» **Instructions**
[1] In the Taco Bell essay, list each noun that the word "particular" modifies in the sentence beginning "And on this particular night".
[2] Translate this sentence from the Taco Bell essay into Spanish: "I miss jobs where you could formally submit your resignation by chucking your hat across the counter violently."

Every day we go to work and promise ourselves, today is the day we quit; we even tell our buddies on the job: “I swear to Christ, if Bert asks me to do Kenny’s job again, because Kenny is too fucking stupid to do anything right, I’m quitting on the spot! I’m tired of doing two jobs for the pay of one!” And, sure enough, Bert’s first words are: “I need you to go help Kenny, he’s struggling with a customer install,” and you never quit. When you are young, you dream of being a rock singer or astronaut but then you get older and you only dream of quitting your job and, the tragedy of it is, quitting your job is, for an adult, as unrealistic as becoming an astronaut is for a kid.
So, when you see a Taco Bell employee—at the height of the store’s busiest period—quit in front of all the staff and patrons so he can punch a customer in the jaw, it’s vitalizing. It’s life-affirming. It’s the nearest I’ll come to witnessing an Oscar acceptance speech, in terms of sheer awe of personality and daring.
And the way that employee quits, throwing their cap and name tag into the ground as hard as possible, before they turn the corner and tussle, is great. I miss jobs where you could formally submit your resignation by chucking your hat across the counter violently.
And on this particular night, after this particular wedding, at this particular Taco Bell, things were particularly tumultuous. We had left the reception and made it to Taco Bell to find two police cars blocking the entrance, with their sirens on, with additional cruisers and additional sirens collected in the back. At any other restaurant and at any other time, this would have been considered a deal breaker and you would move on to find different food. Rarely, when you approach a dining establishment and notice a loud, active crime scene in its parking lot, do you say “Well, let’s see if they are still open?” But this was Taco Bell at one in the morning in small town Ohio, which meant it was officially The Only Game in Town.
After you have been drinking, all greasy food tastes amazing but there are two meals that, in my experience, have a magical pull when drunk: burritos and gyros. You begin to crave them at a subconscious level. Some ineffable force compels you to find them, the way a bird is told to fly south when the weather cools.
And that voice, the voice that controls everything from bird migrations to the compulsions of your stomach, found its way to that Taco Bell parking lot and whispered in our collective ear: “You can fit your car between the two police cruisers attempting to block the entrance.” Someone at the front of the car asked: “How much have you had to drink?”

» **Information provided**
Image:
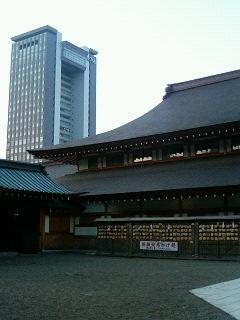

» **Outputs for the tasks**
[1]
night
wedding
Taco Bell

[2] Extraño los trabajos en los que podías presentar formalmente tu renuncia lanzando tu gorra violentamente por encima del mostrador.